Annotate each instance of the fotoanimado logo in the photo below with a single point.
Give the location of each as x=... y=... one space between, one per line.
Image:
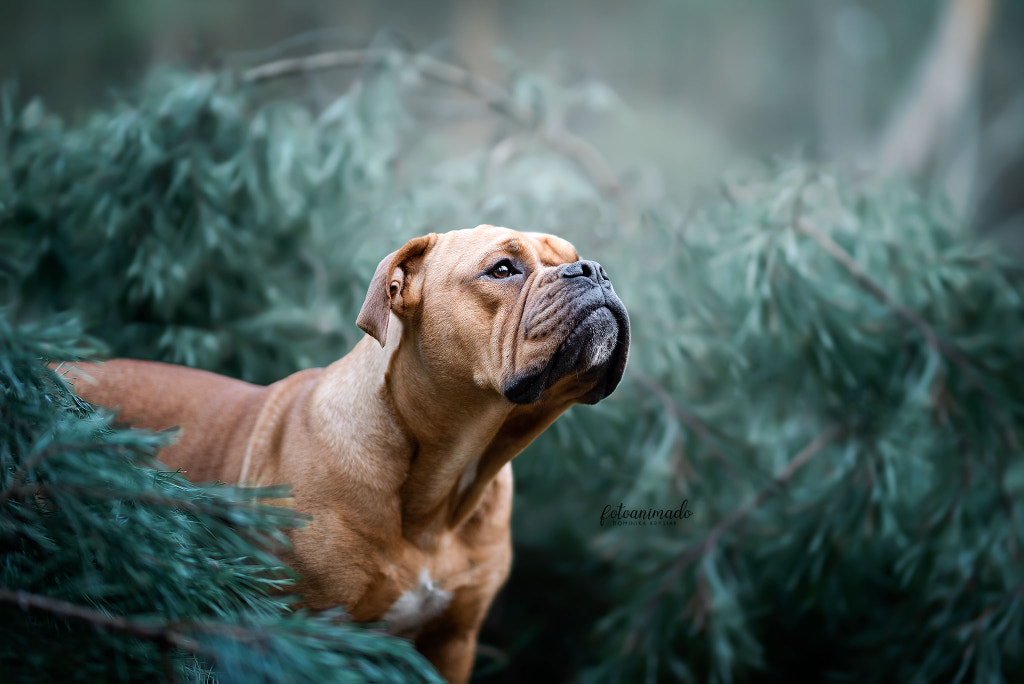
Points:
x=642 y=517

- **Exercise aim**
From the line that holds "Give the location" to the last line of the data, return those lines exactly and nothing else; both ends count, and pictures stay out.

- **Solution to this task**
Give the location of each as x=... y=... one space between, one per line.
Image:
Points:
x=642 y=517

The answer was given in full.